Rewrite the listing from the line with "the red object" to the line with "point(442, 303)", both lines included, keeping every line in place. Shift each coordinate in the answer points up by 86, and leave all other coordinates unchanged.

# RECORDS PROVIDED:

━━━━━━━━━━━━━━━━━━━━━━━━━━━━━━

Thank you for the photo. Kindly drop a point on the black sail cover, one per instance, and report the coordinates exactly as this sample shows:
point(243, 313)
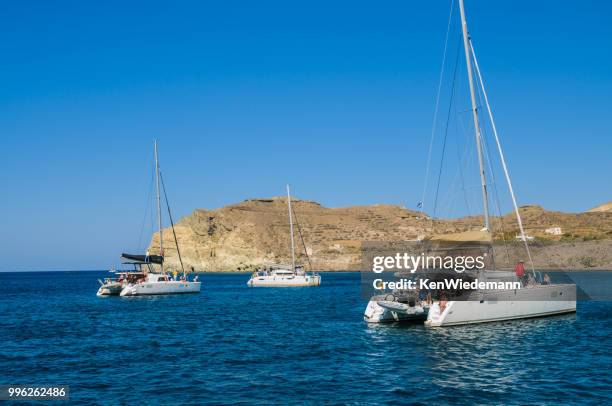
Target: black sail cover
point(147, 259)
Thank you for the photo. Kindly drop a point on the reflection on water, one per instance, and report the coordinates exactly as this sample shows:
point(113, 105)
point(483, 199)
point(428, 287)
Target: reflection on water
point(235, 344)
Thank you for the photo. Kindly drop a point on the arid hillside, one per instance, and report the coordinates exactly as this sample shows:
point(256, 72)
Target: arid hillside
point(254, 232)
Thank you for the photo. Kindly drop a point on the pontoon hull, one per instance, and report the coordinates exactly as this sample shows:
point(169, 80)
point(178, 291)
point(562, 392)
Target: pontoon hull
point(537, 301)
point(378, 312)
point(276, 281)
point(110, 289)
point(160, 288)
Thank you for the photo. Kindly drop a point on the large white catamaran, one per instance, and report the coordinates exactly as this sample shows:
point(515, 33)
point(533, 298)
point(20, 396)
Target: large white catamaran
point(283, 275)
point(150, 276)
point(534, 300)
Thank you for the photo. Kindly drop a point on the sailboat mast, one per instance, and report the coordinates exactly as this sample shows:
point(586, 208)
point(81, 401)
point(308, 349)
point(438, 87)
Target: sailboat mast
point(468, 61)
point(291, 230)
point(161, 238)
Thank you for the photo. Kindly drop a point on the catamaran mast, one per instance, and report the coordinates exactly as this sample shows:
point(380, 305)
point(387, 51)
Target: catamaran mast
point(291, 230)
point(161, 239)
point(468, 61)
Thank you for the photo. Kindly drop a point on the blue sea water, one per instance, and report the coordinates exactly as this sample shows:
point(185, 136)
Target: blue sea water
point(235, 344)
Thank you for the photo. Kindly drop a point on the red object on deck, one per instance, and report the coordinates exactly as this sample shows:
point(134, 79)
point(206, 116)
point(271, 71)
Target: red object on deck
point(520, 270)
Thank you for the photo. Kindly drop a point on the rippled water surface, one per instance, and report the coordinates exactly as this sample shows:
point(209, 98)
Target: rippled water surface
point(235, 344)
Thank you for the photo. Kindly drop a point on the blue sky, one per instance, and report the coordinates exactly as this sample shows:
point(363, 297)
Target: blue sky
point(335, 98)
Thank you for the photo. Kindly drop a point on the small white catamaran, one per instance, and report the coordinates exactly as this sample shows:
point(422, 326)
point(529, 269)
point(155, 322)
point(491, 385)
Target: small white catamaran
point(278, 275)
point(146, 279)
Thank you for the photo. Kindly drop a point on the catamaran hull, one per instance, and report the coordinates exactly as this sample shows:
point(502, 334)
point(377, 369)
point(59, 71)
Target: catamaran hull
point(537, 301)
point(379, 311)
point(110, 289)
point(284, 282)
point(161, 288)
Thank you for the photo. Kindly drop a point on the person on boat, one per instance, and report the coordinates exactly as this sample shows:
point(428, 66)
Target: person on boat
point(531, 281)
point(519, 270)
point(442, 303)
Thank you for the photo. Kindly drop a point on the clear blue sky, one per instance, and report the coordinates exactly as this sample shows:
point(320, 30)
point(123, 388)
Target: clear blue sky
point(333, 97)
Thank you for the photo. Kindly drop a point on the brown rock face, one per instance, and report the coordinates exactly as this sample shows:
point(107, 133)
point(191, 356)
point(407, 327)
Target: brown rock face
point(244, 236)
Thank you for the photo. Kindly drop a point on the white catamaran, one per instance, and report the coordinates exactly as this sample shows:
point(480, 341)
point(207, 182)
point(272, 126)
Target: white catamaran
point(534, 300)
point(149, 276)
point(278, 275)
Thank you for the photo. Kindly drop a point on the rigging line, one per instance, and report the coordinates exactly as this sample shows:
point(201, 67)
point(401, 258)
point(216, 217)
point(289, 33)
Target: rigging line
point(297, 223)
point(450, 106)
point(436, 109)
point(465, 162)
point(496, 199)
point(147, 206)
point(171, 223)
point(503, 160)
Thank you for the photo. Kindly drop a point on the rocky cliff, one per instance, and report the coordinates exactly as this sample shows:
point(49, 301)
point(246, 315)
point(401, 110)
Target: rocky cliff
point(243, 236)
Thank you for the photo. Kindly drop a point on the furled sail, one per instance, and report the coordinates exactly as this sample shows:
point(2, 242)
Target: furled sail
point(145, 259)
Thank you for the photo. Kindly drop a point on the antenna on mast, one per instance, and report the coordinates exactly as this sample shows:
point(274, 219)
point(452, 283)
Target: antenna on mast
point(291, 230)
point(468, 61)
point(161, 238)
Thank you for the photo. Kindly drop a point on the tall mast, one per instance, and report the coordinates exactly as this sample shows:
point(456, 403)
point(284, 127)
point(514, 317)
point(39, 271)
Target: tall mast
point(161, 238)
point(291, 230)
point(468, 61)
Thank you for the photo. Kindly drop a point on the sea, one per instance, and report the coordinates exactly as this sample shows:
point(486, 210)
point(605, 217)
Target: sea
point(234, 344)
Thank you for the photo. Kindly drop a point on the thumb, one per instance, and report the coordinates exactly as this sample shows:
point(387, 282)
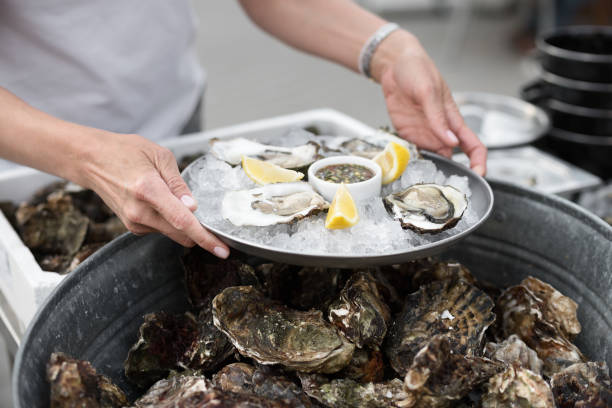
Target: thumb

━━━━━━━━━━━━━━━━━━━━━━━━━━━━━━

# SOLUTION TO THIS EXERCISE:
Thank you for the photo. Kindly drop a point on the red object on deck, one per instance, and report the coordinates exactly as this sample shows:
point(134, 79)
point(206, 116)
point(271, 71)
Target: red object on deck
point(606, 356)
Thank you for the photo. Kindly drop a point on the rippled water surface, one per instance, and report the coordinates exactly as this sample shows:
point(209, 98)
Target: rippled water surface
point(321, 430)
Thank you for the photo. Kindly drop a point on the blue sky, one per instance, and report the coordinates exactly as this sample shows:
point(363, 297)
Target: blue sky
point(421, 184)
Thank you for the photo. Kindly drop a point on the small white catamaran, one per instance, and report the coordinates exactly as this sample shows:
point(422, 326)
point(529, 269)
point(155, 322)
point(491, 385)
Target: small white catamaran
point(364, 361)
point(232, 365)
Thank you for the photo. Kindly drop a point on the catamaran hull, one per instance, and report the coordinates exactly as this sample shows:
point(502, 334)
point(377, 369)
point(59, 71)
Target: catamaran hull
point(623, 387)
point(465, 397)
point(196, 375)
point(370, 368)
point(247, 374)
Thank you for the photo. Kindly drop a point on the person on boat, one per instance, and report the coordinates exactly as this sample shows:
point(428, 66)
Target: person on boat
point(617, 367)
point(605, 356)
point(528, 389)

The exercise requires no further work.